• Supplied entries:

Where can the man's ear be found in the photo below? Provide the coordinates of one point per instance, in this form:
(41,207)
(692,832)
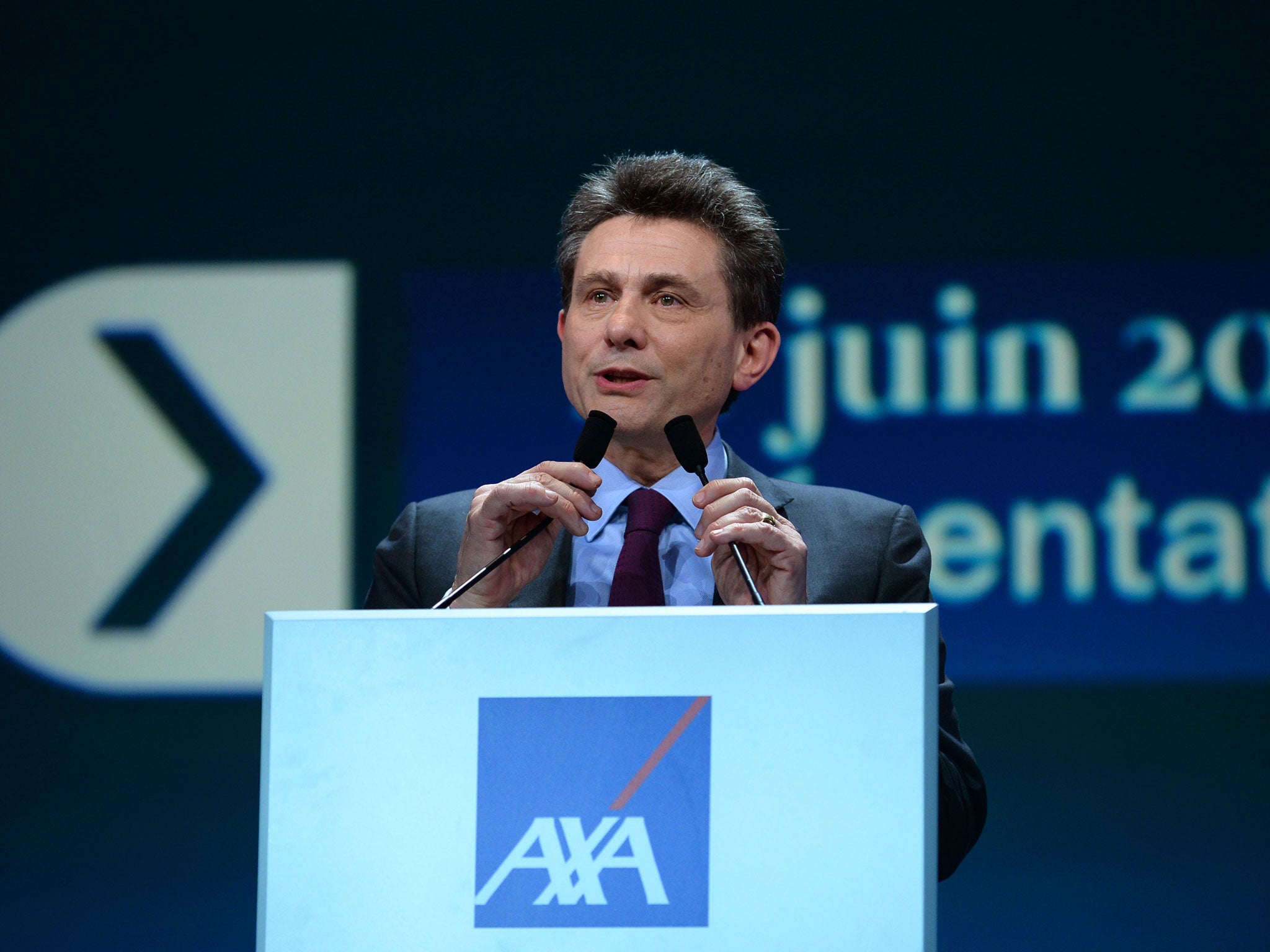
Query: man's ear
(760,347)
* * *
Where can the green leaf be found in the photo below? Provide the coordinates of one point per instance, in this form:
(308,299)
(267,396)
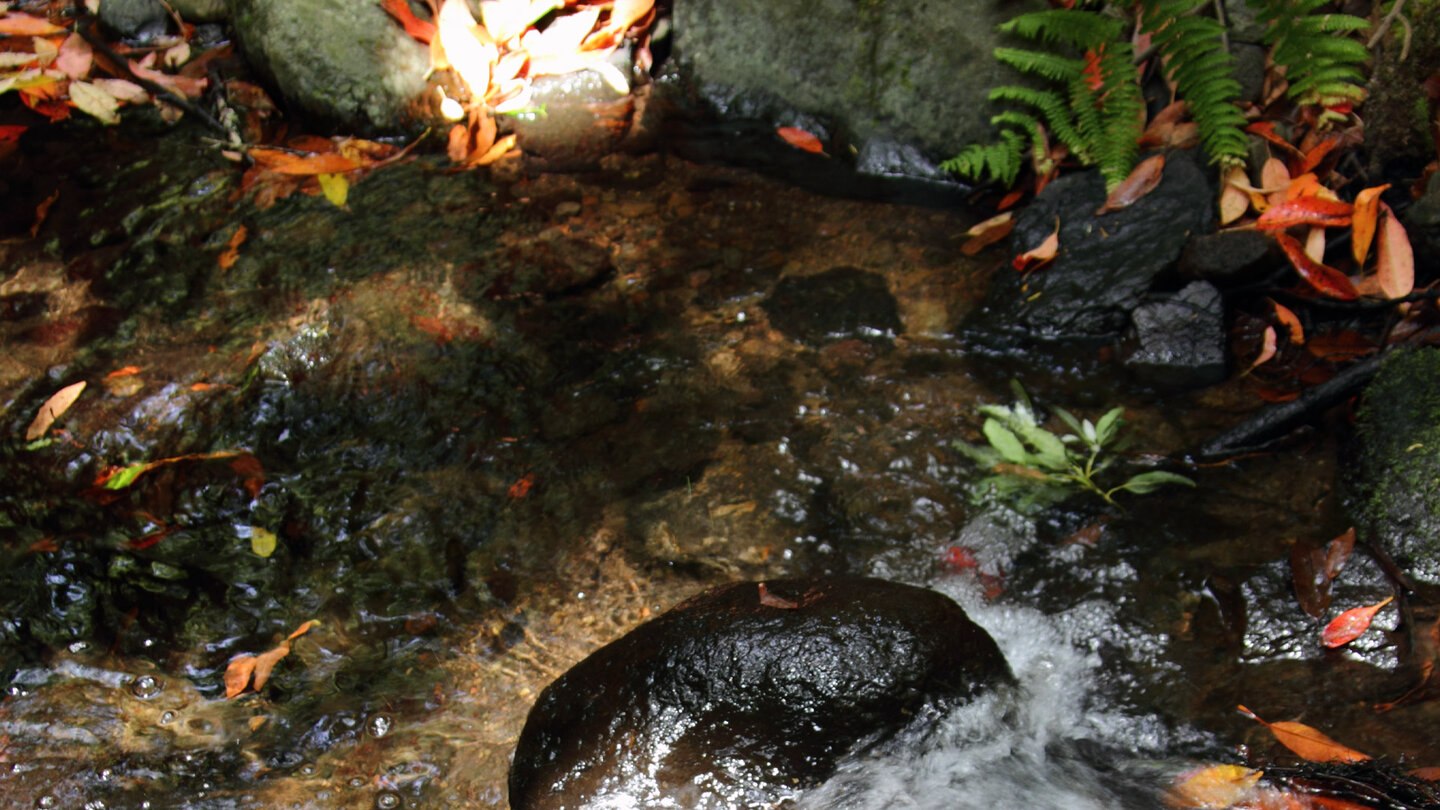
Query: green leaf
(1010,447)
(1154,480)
---
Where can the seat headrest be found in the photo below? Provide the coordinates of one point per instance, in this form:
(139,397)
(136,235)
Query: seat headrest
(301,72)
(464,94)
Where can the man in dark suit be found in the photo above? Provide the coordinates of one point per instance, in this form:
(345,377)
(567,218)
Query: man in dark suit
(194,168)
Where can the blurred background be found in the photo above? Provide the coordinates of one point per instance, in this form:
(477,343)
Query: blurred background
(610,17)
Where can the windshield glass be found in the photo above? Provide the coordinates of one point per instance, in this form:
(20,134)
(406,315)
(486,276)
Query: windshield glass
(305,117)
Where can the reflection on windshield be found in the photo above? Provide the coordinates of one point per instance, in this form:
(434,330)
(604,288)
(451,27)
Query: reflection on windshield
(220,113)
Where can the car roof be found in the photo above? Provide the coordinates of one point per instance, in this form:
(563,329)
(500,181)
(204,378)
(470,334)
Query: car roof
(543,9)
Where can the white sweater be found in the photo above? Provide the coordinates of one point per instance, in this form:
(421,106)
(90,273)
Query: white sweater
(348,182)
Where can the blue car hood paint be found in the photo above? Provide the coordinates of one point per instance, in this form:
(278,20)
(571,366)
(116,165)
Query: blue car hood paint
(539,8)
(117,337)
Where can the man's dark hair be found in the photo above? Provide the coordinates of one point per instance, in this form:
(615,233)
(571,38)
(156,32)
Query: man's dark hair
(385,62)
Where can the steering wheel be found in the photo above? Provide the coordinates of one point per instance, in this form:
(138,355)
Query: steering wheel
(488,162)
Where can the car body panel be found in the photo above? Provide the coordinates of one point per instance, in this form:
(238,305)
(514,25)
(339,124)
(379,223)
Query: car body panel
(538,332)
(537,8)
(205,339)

• Exercise instructions:
Among the lines above, count those that include the word "below". Give only the result.

• Exercise output:
3